- [WHAT THE TASK ASKS] An exact copy of every entry is needed, with the images left out.

Natural language region descriptions:
•••••

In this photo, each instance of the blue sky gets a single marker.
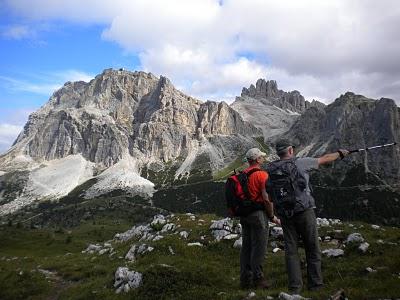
(210, 49)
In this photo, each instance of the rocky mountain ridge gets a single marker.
(131, 131)
(118, 124)
(353, 122)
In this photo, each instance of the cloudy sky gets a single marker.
(208, 48)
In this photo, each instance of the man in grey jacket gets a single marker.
(297, 215)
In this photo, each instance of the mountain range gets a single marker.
(136, 133)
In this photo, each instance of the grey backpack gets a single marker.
(287, 186)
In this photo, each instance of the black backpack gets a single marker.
(237, 195)
(287, 187)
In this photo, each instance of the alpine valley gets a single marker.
(115, 190)
(133, 134)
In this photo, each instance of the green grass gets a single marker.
(223, 174)
(208, 272)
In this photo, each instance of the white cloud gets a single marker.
(321, 48)
(44, 83)
(18, 32)
(8, 134)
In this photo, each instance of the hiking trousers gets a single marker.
(254, 246)
(302, 225)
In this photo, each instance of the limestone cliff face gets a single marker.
(271, 110)
(353, 122)
(119, 113)
(292, 101)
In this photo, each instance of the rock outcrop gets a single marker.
(353, 122)
(271, 110)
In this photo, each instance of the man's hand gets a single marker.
(276, 221)
(328, 158)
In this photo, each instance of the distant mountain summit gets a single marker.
(116, 129)
(131, 132)
(353, 122)
(271, 110)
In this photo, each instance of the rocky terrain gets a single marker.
(113, 129)
(133, 134)
(184, 256)
(271, 110)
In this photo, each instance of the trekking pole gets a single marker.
(373, 147)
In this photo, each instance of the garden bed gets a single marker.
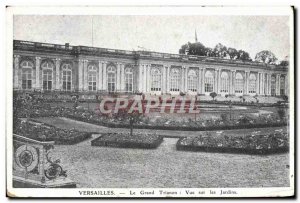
(249, 144)
(160, 126)
(42, 132)
(125, 140)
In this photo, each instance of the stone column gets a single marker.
(286, 83)
(257, 84)
(144, 78)
(37, 72)
(185, 78)
(140, 79)
(163, 85)
(230, 83)
(199, 81)
(80, 75)
(118, 77)
(100, 75)
(219, 81)
(104, 76)
(85, 75)
(57, 74)
(16, 71)
(233, 81)
(268, 84)
(168, 79)
(203, 81)
(148, 78)
(278, 84)
(263, 83)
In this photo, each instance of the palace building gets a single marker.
(65, 68)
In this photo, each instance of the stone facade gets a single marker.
(52, 67)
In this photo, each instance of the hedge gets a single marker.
(137, 142)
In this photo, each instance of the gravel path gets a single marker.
(103, 167)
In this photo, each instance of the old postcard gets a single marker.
(143, 102)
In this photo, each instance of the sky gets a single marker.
(158, 33)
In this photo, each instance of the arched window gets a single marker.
(209, 81)
(155, 79)
(111, 78)
(47, 69)
(252, 83)
(67, 77)
(273, 85)
(128, 79)
(174, 80)
(27, 67)
(224, 82)
(192, 81)
(92, 77)
(239, 83)
(282, 85)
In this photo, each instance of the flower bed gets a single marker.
(249, 144)
(125, 140)
(48, 133)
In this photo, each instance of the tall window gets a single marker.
(192, 81)
(155, 79)
(111, 78)
(224, 82)
(282, 85)
(47, 75)
(128, 80)
(209, 81)
(239, 83)
(273, 85)
(252, 83)
(174, 80)
(92, 77)
(27, 67)
(67, 77)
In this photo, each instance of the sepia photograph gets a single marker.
(143, 102)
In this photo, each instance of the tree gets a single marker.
(266, 57)
(213, 95)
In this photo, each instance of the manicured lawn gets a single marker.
(67, 123)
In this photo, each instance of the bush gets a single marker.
(249, 144)
(123, 140)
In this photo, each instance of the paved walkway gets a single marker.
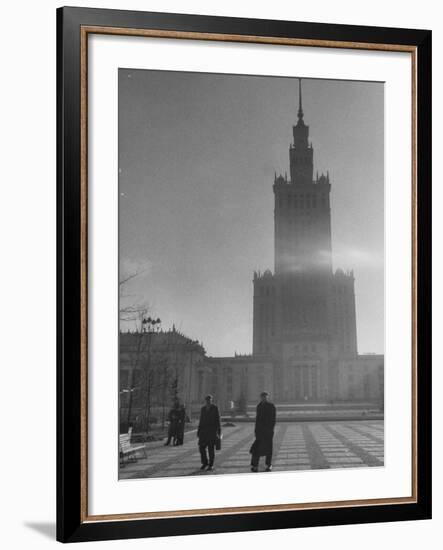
(297, 446)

•••••

- [FINISHED TASK]
In this photo, each instance of the blue sky gets a single marker.
(210, 49)
In this photo, each instance of the rocky mountain ridge gets a single marker.
(131, 131)
(118, 124)
(353, 122)
In this photo, each instance of the cloudy sky gets a single marker.
(208, 48)
In this photo, each instance of the man in grey jacket gets a single marker.
(297, 215)
In this photo, each instance of the mountain range gets a single marker.
(136, 133)
In this photo, each instance of the grey backpack gets a single marker.
(287, 186)
In this photo, each instance of the black backpack gets a single marker.
(237, 195)
(287, 187)
In this photo, each instance of the alpine valley gets a single marker.
(115, 190)
(133, 134)
In this photo, each instance of the green grass gets a single marker.
(223, 174)
(208, 272)
In this photo, each instance of the white cloud gets a single marker.
(321, 48)
(44, 83)
(18, 32)
(8, 134)
In this photo, each instance of the hiking trousers gets a single marker.
(254, 246)
(302, 225)
In this photo, each instance of the limestone cliff face gets a single marker.
(271, 110)
(353, 122)
(119, 113)
(292, 101)
In this photo, each instance of the rock outcrop gets a single marker.
(353, 122)
(271, 110)
In this photo, each instance of the man's hand gets a single marker.
(276, 221)
(328, 158)
In this photo, each instance of the distant mountain summit gets a single marker.
(116, 129)
(131, 132)
(353, 122)
(271, 110)
In this photo, each instance of the rocky terrain gets a single marker.
(113, 129)
(133, 134)
(184, 256)
(271, 110)
In this photo, each instance of the trekking pole gets a single marker.
(373, 147)
In this photo, each instance of the garden bed gets a single marker.
(249, 144)
(160, 126)
(42, 132)
(125, 140)
In this photo, each instance of the stone column gets a single marker.
(286, 83)
(257, 84)
(144, 78)
(37, 72)
(185, 78)
(140, 79)
(163, 85)
(230, 83)
(199, 81)
(80, 75)
(118, 77)
(100, 75)
(219, 81)
(104, 76)
(85, 75)
(57, 74)
(16, 71)
(233, 81)
(268, 84)
(168, 79)
(203, 81)
(148, 78)
(278, 84)
(263, 83)
In this photo, each instance of the palace building gets a single marker.
(65, 68)
In this photo, each instance of the stone facade gets a single marker.
(52, 67)
In this photo, each instance of the hedge gets a single marker.
(137, 142)
In this photo, each instance of the gravel path gets a single marker.
(103, 167)
In this photo, each instance of the old postcard gets a single marker.
(143, 102)
In this photo, each instance of the sky gets a single marker.
(158, 33)
In this photo, each instance of the arched window gets a single marker.
(209, 81)
(155, 79)
(111, 78)
(47, 69)
(252, 83)
(67, 77)
(273, 85)
(128, 79)
(174, 80)
(27, 67)
(224, 82)
(192, 81)
(92, 77)
(239, 83)
(282, 85)
In this photo, each instance of the flower bed gets a single marker.
(249, 144)
(125, 140)
(48, 133)
In this photo, each instance of the tall window gets a single marker.
(192, 81)
(155, 79)
(111, 78)
(224, 82)
(282, 85)
(47, 75)
(128, 80)
(209, 81)
(239, 83)
(273, 85)
(252, 83)
(174, 80)
(92, 77)
(27, 67)
(67, 77)
In this photo, each instance of the sepia photograph gets a single marker.
(143, 102)
In this photo, each instance of the tree gets a single marker.
(266, 57)
(213, 95)
In this photo, each instance of the manicured lawn gets a single marker.
(67, 123)
In this photo, each instance of the bush gets a single marker.
(249, 144)
(123, 140)
In this photo, each instance of the paved walkway gets a single marker.
(297, 446)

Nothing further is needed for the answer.